### Selected excerpt
The ALA President’s Program will close Sunday’s main program (3:30–5:30 p.m.) with ALA president Patty Wong hosting a panel of authors, publishers, and literacy advocates as they explore new ways to tell Asian American stories and how to get more books into the hands of readers.
Wong will be joined by Malinda Lo, the National Book Award–winning, bestselling author of Last Night at the Telegraph Club; Jane Park, a senior content strategist for Google Kids & Families; Linda Sue Park, the bestselling author of numerous books, including most recently The One Thing You’d Save, a collection of linked poems; Philip Lee, cofounder of Lee & Low books and founder of Readers to Eaters, a program that promotes food literacy through stories about our diverse food cultures; and Christina Soontornvat, the author of more than a dozen books for children of all ages, including her most recent novel, The Last Mapmaker.
On Tuesday, the closing general session will feature author, speaker, and podcast host Luvvie Ajayi Jones in conversation with Nicole A. Cooke, Augusta Baker Endowed Chair and an associate professor at the School of Library and Information Science at the University of South Carolina. Jones will discuss her new book, Rising Troublemaker: A Fear-Fighter Manual for Teens, which was published in May.
Virtual programs, Exhibits, and More
Having now hosted a number of successful virtual conferences since the start of the pandemic, conference organizers understand how powerful the online format can be for expanding member participation in ALA conferences. And the 2022 ALA Annual Conference will feature a robust virtual component, dubbed the Digital Experience, for those who can’t be there in person.
The Digital Experience will feature simulcasts of the main stage speakers, dozens of education sessions, and some high-profile, virtual-only speakers. Sessions will also be archived for later viewing.
Among the headliners for the virtual speaker series is Channing Tatum (Saturday, 8–9 a.m.), who will talk about his first children’s book, The One and Only Sparkella, billed by Fiewel and Friends as “a charming ode to self-esteem.” Also appearing virtually will be bestselling authors Jodi Picoult and Jennifer Finney Boylan (Sunday, 9–10 a.m.), discussing their forthcoming book Mad Honey (Ballantine, Oct.). To view the full schedule and to register, visit 2022.alaannual.org/digital-experience.

### Data extract
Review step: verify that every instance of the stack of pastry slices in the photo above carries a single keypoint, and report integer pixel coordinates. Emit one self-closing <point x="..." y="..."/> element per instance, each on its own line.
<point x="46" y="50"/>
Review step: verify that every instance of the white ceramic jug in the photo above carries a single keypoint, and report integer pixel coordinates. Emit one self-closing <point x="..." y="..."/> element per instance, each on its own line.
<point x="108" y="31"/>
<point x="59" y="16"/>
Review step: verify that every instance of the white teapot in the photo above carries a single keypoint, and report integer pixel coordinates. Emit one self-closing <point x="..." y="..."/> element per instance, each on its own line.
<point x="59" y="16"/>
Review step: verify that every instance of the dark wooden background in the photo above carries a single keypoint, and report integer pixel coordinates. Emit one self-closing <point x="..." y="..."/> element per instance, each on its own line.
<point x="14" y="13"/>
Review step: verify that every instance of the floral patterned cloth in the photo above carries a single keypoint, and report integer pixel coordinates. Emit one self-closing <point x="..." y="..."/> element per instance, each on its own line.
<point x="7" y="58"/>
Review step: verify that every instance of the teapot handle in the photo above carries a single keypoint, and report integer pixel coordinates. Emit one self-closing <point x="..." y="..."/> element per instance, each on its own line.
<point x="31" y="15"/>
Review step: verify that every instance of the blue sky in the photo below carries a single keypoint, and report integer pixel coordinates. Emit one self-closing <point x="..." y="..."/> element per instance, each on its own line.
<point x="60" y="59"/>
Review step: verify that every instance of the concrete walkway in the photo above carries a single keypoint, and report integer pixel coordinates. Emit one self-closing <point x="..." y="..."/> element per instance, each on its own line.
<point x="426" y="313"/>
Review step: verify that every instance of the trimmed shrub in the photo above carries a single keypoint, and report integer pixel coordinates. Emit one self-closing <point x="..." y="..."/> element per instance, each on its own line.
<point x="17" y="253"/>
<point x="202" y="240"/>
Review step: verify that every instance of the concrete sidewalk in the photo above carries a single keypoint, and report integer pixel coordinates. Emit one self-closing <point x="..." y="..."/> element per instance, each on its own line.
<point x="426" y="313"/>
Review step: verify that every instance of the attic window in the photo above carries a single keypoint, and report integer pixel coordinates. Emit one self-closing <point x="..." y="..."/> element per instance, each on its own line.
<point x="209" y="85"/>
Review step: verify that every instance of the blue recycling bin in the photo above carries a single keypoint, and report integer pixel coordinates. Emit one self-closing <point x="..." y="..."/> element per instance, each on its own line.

### Problem 1
Summarize the ALA conference text in two sentences.
### Problem 2
Extend the ALA conference text, starting after its last sentence.
The rows are separate from the ALA conference text.

### Response box 1
The ALA President's Program will close Sunday's main program with ALA president Patty Wong hosting a panel on new ways to tell Asian American stories and get more books to readers, and Tuesday's closing general session will feature Luvvie Ajayi Jones in conversation with Nicole A. Cooke about Jones's new book. The 2022 ALA Annual Conference will also offer a virtual component called the Digital Experience, with simulcasts of main stage speakers, dozens of education sessions, archived sessions, and virtual-only speakers including Channing Tatum, Jodi Picoult, and Jennifer Finney Boylan.

### Response box 2
ALA conference organizers say they are excited for the return of a bustling show floor featuring hundreds of exhibitors. The hall opens on Friday, with a reception immediately following the opening general session (5:30–7 p.m.), and will be open through Tuesday morning.
Around the booths, the show floor will once again feature a number of author meet-and-greets, book signings, and galley giveaways. In addition, the show floor will feature several stages offering an array of programs, including the Book Buzz Theater; Chapter One Stage; Diversity in Publishing Stage; Graphic Novel/Gaming Stage; The Look of Books Stage; PopTop Stage: Popular Topics, Every Day; Tech Talk Stage; and ThinkFit @ ALA Health & Fitness Stage.
And finally, check the conference website for a host of available tours and ticketed events, including the return of the reception honoring the winners of the ALA’s adult book award, the Andrew Carnegie Medals for Fiction and Nonfiction (Saturday, 8–10 p.m., at the Marriott Marquis). The reception will feature this year’s winners Tom Lin, author of The Thousand Crimes of Ming Tsu, and Hanif Abdurraqib, author of A Little Devil in America: In Praise of Black Performance, as well as Maryland congressman Jamie Raskin as keynote speaker. As always, check the online program for any last-minute changes.